● **PROBLEM STATEMENT**
Your task is to return the line containing "Thank you for the photo. Could you tag the parked" plus every line after it, exactly and with nothing added.
-- Begin LISTED ENTRIES --
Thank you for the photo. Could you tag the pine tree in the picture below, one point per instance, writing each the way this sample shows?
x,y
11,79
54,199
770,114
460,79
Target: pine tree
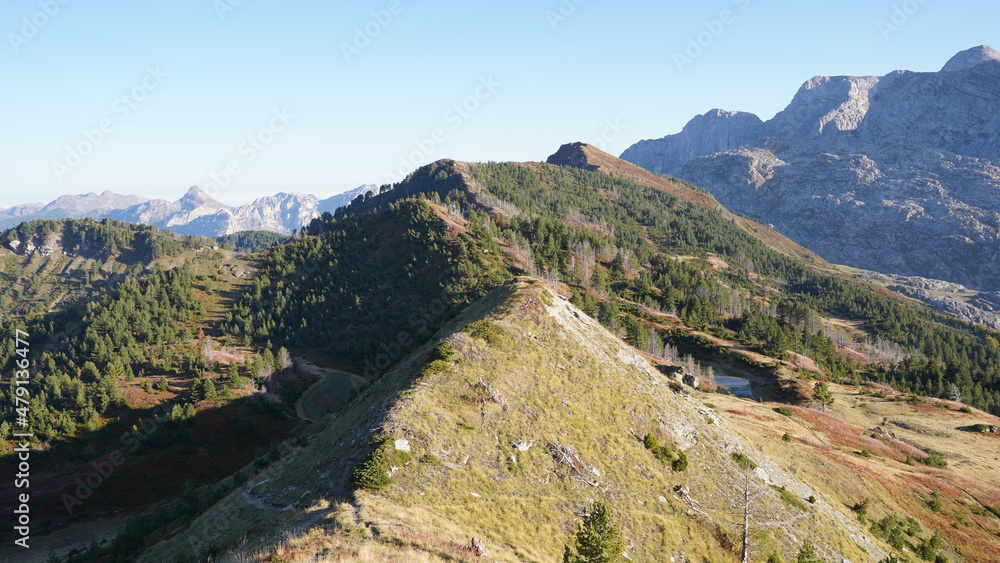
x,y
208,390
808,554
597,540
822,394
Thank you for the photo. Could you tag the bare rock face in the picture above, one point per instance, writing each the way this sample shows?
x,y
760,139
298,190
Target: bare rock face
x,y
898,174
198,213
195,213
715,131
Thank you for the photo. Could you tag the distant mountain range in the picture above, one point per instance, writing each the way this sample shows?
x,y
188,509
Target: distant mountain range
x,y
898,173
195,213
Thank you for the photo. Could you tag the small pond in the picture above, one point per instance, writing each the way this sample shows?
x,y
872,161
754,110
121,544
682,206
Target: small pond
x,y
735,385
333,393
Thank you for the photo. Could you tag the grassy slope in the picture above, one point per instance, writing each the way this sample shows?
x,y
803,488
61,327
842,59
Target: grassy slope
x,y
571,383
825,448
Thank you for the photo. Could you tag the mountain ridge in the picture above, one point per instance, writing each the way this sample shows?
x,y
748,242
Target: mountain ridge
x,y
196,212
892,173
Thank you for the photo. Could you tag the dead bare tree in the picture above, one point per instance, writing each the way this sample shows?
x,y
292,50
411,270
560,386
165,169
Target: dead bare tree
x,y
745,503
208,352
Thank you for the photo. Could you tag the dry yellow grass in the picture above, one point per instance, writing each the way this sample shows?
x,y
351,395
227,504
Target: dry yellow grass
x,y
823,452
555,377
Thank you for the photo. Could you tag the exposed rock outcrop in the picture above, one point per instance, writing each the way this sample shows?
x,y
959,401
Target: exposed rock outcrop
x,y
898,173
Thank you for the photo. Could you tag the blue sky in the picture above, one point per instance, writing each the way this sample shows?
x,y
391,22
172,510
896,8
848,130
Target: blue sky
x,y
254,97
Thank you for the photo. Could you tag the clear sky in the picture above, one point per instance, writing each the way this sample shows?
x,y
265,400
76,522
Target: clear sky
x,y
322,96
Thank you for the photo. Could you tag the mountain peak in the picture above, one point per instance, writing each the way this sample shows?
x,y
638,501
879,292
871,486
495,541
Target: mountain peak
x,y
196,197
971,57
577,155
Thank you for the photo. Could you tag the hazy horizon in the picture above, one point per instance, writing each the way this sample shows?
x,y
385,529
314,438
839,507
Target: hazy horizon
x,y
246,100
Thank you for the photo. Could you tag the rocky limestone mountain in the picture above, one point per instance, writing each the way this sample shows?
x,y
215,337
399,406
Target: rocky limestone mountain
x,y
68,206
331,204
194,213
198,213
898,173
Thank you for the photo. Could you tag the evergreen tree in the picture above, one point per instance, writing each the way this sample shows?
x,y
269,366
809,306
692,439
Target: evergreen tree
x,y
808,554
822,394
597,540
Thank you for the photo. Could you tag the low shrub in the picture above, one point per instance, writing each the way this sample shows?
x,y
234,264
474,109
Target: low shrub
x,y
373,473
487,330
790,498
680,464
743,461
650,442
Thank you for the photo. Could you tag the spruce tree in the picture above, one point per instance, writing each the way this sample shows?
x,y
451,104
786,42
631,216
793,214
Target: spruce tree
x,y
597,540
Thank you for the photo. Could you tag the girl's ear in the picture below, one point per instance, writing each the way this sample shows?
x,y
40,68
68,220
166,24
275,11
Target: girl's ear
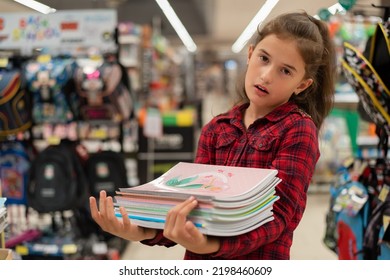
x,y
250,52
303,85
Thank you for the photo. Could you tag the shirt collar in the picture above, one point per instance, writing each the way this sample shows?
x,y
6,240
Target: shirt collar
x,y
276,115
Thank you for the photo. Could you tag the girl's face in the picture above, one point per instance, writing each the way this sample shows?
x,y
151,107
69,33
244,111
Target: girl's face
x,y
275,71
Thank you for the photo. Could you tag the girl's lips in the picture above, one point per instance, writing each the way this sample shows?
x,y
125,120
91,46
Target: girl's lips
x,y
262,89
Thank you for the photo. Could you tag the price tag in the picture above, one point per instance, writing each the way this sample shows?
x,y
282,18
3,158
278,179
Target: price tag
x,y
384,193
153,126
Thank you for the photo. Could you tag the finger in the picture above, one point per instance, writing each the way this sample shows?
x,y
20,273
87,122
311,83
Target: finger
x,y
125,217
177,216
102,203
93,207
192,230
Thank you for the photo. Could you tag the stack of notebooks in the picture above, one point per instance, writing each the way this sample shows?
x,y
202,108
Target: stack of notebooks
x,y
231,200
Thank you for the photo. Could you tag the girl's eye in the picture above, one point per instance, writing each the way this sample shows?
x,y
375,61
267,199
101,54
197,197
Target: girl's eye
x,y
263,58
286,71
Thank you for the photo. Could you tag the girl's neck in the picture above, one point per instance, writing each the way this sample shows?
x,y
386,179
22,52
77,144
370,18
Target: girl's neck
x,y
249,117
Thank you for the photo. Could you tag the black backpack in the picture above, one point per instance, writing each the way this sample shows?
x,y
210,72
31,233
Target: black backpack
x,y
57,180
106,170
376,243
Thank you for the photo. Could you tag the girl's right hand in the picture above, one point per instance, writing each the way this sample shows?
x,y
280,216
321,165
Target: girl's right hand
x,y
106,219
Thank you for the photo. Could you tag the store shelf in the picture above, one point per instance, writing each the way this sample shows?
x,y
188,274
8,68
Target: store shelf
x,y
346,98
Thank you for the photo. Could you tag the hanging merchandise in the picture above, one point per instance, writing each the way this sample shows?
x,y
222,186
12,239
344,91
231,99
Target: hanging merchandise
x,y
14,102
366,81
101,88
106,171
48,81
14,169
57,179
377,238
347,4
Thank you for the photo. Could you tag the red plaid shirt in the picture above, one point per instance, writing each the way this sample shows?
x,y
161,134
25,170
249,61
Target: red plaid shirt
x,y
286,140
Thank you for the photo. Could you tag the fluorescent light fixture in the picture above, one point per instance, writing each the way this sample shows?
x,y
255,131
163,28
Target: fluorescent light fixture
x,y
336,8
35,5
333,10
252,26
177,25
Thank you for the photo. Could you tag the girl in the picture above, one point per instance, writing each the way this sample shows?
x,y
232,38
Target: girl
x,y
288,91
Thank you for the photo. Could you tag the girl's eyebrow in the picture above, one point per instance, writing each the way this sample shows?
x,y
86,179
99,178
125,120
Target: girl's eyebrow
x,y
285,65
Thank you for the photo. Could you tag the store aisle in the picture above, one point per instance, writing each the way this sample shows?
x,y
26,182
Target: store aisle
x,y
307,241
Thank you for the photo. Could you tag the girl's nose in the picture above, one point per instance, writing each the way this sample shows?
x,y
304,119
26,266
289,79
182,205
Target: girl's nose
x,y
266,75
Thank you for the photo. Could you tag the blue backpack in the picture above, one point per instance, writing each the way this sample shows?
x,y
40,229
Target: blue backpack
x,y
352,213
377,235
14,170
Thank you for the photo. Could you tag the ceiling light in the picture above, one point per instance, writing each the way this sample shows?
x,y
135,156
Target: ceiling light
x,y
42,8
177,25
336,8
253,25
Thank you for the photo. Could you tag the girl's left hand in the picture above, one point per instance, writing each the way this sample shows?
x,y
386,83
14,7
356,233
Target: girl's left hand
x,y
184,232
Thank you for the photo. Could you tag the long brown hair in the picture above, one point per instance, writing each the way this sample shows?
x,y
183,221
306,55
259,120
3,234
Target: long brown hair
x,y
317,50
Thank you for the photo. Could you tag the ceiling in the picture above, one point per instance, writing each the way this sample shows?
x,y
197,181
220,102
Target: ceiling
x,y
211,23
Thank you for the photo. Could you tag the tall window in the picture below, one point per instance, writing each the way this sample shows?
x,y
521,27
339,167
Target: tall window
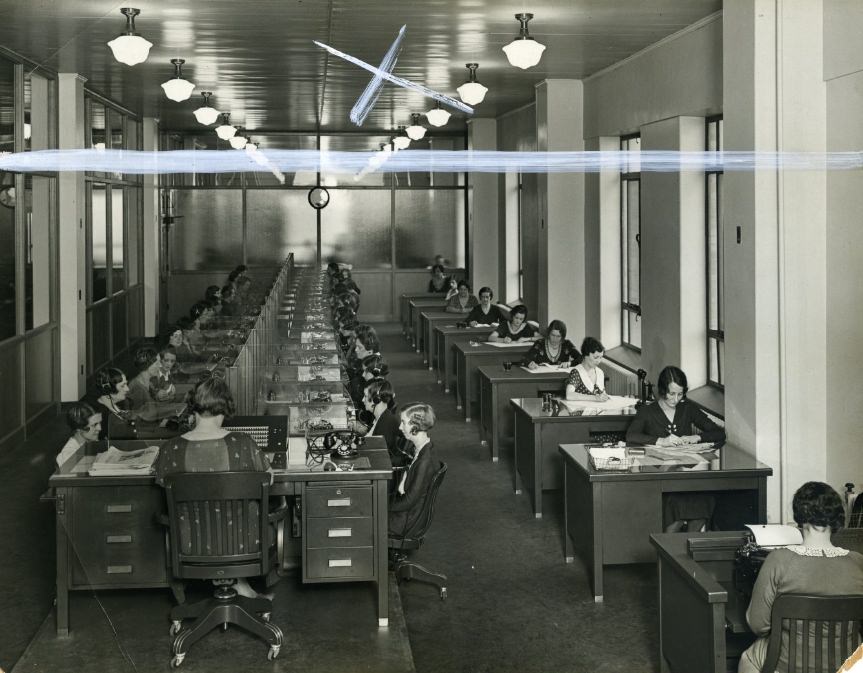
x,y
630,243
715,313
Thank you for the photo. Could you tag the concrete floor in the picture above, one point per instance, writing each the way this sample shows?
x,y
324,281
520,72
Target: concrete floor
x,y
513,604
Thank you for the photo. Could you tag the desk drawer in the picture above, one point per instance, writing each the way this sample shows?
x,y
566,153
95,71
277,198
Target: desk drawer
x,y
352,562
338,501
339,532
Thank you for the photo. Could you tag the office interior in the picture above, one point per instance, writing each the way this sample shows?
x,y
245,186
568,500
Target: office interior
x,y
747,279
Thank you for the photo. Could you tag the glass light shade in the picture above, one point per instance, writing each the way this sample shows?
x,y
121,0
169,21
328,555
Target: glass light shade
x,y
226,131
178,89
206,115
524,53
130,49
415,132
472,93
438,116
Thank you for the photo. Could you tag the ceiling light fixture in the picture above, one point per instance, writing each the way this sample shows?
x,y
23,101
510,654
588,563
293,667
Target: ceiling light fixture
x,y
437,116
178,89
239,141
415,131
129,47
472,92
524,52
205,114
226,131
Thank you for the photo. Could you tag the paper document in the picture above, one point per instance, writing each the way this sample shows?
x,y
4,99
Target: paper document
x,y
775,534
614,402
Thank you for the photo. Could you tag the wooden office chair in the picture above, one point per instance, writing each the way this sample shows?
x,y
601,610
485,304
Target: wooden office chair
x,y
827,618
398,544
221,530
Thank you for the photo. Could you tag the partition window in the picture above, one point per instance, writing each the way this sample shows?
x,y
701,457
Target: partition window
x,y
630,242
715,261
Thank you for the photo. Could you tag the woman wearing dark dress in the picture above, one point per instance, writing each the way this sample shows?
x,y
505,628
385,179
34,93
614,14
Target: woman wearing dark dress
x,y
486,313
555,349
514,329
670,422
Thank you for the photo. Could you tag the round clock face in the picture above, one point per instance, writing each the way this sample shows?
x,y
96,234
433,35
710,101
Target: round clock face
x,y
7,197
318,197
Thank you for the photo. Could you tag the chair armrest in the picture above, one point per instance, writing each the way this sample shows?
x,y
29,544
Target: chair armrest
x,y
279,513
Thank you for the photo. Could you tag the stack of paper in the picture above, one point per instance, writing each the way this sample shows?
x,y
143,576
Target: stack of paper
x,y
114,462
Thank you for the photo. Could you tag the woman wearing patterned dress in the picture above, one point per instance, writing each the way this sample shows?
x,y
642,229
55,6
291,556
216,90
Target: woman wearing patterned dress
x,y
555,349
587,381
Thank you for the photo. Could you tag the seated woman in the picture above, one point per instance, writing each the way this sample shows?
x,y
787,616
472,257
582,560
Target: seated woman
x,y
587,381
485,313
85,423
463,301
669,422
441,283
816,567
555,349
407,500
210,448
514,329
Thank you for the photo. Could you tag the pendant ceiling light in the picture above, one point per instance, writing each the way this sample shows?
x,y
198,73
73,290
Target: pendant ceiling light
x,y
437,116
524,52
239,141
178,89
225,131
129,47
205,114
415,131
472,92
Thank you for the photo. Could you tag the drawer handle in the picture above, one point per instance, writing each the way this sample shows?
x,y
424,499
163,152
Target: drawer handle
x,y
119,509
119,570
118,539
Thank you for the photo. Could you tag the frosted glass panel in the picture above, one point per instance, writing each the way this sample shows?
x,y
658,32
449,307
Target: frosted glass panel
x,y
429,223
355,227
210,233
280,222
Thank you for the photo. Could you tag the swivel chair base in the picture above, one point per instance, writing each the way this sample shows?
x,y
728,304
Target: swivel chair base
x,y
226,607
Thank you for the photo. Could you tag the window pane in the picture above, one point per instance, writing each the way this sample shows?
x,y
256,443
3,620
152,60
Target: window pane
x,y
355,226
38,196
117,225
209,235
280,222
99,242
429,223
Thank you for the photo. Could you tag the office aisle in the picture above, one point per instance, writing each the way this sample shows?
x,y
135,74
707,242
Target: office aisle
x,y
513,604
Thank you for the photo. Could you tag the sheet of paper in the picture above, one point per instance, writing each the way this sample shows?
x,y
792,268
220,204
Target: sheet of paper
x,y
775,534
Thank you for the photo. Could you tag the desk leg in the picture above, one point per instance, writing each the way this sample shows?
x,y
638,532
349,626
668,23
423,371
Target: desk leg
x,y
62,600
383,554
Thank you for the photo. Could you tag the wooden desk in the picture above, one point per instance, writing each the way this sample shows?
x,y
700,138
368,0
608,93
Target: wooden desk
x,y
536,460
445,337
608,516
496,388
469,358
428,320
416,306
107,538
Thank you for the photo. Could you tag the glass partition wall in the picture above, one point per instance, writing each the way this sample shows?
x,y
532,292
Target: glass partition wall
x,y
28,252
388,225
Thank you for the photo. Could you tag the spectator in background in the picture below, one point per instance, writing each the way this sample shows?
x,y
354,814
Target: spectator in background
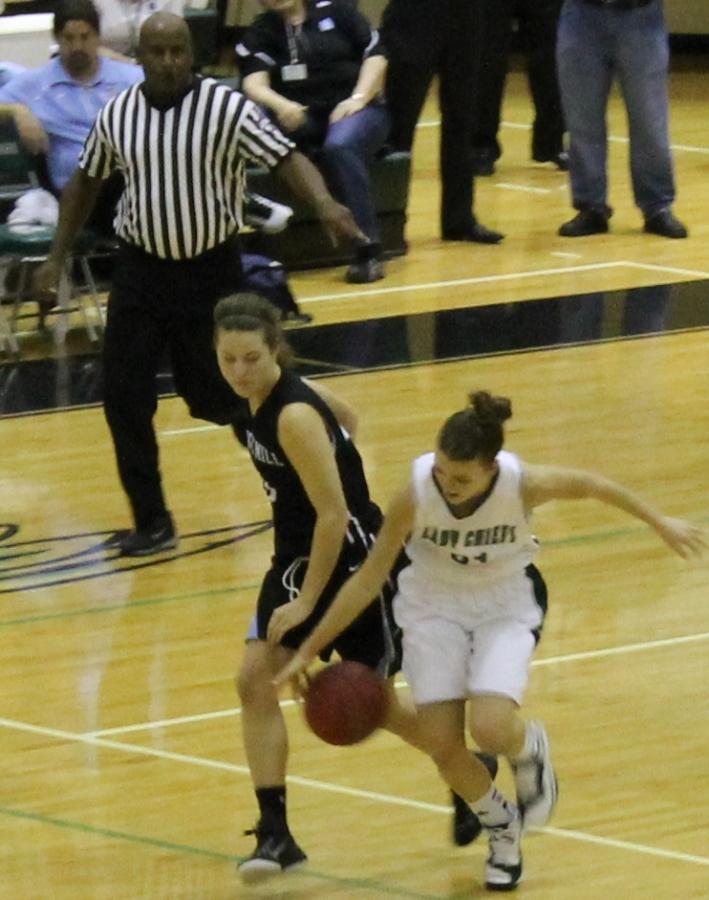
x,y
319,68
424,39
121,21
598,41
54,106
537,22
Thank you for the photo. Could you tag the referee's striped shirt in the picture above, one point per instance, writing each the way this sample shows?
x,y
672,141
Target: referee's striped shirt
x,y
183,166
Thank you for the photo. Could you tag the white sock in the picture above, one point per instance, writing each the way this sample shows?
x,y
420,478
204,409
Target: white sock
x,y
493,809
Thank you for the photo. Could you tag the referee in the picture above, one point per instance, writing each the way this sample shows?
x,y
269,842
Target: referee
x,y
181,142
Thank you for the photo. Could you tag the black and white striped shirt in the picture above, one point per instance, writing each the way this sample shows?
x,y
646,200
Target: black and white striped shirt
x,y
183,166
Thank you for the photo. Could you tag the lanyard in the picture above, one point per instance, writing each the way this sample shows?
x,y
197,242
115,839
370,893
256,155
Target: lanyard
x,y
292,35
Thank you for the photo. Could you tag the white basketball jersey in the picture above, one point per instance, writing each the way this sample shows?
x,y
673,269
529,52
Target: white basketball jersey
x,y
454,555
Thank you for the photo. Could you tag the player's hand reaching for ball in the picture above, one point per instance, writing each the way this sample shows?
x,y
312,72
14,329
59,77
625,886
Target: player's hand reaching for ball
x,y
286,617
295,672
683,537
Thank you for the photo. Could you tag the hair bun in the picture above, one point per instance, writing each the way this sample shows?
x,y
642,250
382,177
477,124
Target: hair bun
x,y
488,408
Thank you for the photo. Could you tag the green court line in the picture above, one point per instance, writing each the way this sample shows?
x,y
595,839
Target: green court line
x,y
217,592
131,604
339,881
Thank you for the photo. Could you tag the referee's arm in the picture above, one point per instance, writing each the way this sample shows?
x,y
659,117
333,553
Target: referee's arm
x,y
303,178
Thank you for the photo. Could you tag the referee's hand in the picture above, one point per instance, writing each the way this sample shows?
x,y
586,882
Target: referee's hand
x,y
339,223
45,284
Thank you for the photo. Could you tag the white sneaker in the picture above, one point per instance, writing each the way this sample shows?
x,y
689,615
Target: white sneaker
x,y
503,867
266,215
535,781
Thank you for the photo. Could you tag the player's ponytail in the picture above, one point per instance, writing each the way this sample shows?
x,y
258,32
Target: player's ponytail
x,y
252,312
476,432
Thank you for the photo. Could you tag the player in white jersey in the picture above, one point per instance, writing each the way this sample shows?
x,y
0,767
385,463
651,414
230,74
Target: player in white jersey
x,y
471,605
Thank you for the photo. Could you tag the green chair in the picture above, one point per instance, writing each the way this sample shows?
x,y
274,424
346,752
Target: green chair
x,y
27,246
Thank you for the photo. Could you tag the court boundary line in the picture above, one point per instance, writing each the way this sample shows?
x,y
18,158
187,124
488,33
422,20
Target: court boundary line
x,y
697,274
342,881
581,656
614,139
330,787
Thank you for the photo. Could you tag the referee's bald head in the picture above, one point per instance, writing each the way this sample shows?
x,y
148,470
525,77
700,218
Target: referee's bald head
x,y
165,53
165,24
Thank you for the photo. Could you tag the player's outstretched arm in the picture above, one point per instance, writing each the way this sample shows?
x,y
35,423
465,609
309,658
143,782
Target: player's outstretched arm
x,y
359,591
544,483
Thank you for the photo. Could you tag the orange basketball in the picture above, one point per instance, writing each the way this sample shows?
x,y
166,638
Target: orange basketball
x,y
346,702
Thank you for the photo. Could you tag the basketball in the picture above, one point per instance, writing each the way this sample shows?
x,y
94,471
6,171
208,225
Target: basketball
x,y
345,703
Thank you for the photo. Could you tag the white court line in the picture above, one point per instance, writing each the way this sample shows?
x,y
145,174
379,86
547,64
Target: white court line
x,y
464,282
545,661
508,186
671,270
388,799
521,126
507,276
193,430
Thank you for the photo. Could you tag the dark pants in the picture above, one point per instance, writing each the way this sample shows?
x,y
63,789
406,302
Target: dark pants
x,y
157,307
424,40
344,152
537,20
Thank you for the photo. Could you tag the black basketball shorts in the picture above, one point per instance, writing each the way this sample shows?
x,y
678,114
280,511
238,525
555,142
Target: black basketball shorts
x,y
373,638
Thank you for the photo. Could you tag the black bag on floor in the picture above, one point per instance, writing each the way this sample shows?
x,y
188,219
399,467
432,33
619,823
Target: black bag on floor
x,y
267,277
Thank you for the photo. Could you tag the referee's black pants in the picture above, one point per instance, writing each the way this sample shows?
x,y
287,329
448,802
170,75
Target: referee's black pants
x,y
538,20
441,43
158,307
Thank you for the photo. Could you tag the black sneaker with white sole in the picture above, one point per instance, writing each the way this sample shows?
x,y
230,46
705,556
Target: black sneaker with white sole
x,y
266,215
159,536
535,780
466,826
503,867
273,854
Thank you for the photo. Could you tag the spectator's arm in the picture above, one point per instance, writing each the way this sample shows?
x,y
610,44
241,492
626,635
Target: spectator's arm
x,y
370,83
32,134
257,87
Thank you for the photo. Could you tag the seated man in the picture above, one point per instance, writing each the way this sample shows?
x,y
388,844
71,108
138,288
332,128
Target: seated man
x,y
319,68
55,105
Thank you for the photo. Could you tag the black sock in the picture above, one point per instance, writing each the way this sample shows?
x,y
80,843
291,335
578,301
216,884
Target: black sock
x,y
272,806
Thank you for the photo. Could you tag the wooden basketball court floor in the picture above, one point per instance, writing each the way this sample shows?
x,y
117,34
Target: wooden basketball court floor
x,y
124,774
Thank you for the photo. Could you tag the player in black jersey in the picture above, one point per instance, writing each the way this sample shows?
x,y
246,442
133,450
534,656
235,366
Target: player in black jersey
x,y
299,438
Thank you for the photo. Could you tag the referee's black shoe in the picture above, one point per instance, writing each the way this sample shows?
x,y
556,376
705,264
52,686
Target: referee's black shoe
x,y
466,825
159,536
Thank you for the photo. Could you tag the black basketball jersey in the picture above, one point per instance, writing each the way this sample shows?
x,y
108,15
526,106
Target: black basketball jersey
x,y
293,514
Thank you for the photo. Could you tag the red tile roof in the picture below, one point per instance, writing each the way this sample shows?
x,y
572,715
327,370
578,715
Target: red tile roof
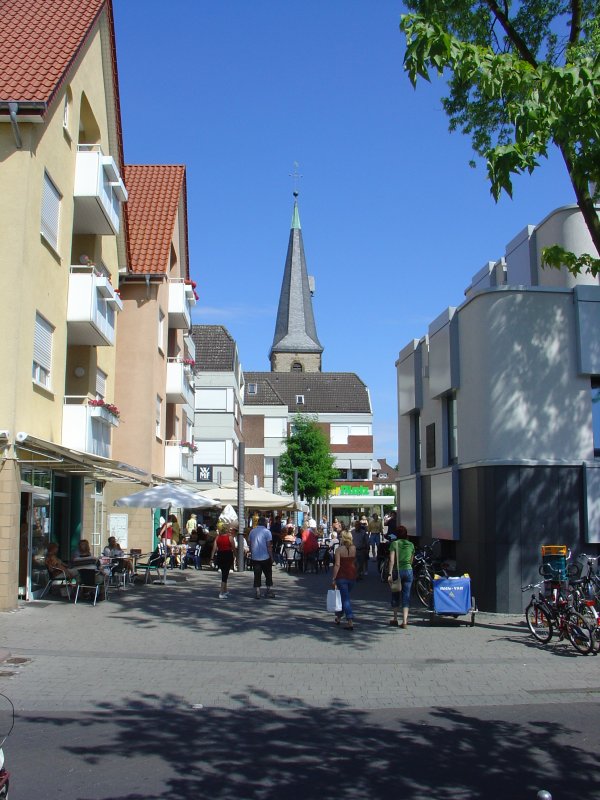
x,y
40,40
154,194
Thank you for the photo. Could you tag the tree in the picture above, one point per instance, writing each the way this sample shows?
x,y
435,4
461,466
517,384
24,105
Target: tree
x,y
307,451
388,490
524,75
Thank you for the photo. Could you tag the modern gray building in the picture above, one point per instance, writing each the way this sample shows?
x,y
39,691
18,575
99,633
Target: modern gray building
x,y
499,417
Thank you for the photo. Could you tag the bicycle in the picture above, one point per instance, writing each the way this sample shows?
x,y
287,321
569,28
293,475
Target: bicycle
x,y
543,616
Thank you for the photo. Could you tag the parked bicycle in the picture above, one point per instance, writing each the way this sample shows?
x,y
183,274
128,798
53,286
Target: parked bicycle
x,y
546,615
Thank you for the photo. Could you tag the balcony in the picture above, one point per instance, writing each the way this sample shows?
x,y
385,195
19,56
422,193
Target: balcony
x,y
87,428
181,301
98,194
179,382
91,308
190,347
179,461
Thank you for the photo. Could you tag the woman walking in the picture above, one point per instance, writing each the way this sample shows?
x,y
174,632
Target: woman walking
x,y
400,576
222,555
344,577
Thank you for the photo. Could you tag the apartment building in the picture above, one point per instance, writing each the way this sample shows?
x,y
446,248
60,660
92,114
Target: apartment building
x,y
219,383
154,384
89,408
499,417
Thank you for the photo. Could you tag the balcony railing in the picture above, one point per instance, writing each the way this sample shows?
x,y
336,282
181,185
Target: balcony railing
-- End LISTED ENTRIES --
● **PROBLEM SOLUTION**
Thank you for the photo. Could you tag the parked bicycle in the picture above, one point per instance, writing each the way this sample shows?
x,y
183,274
128,798
53,286
Target: parked bicycle
x,y
546,615
Thank you for the photo. Could you tag the balcony in the picture above, one point per instance, writing each the way this sample shows?
x,y
385,195
19,56
422,193
Target: balcony
x,y
87,428
181,301
98,194
179,382
91,308
190,347
179,461
Thank you for the photo. Could you tag the woman walking in the picture above, one point per instance, writing each the way this sample shows?
x,y
174,632
Target: woman walking
x,y
400,576
222,555
344,577
Thank you for the photo. Could you tag the apartment building in the picture above, one point per instance, writing each the way this sample shows?
x,y
446,248
60,660
92,114
Target: apartment building
x,y
219,383
154,384
89,408
499,417
Thank you for the photo. Could you tag the balcony railing in the picture above, one point per instance, writing each the way this sample shows?
x,y
336,282
181,185
Target: balcony railing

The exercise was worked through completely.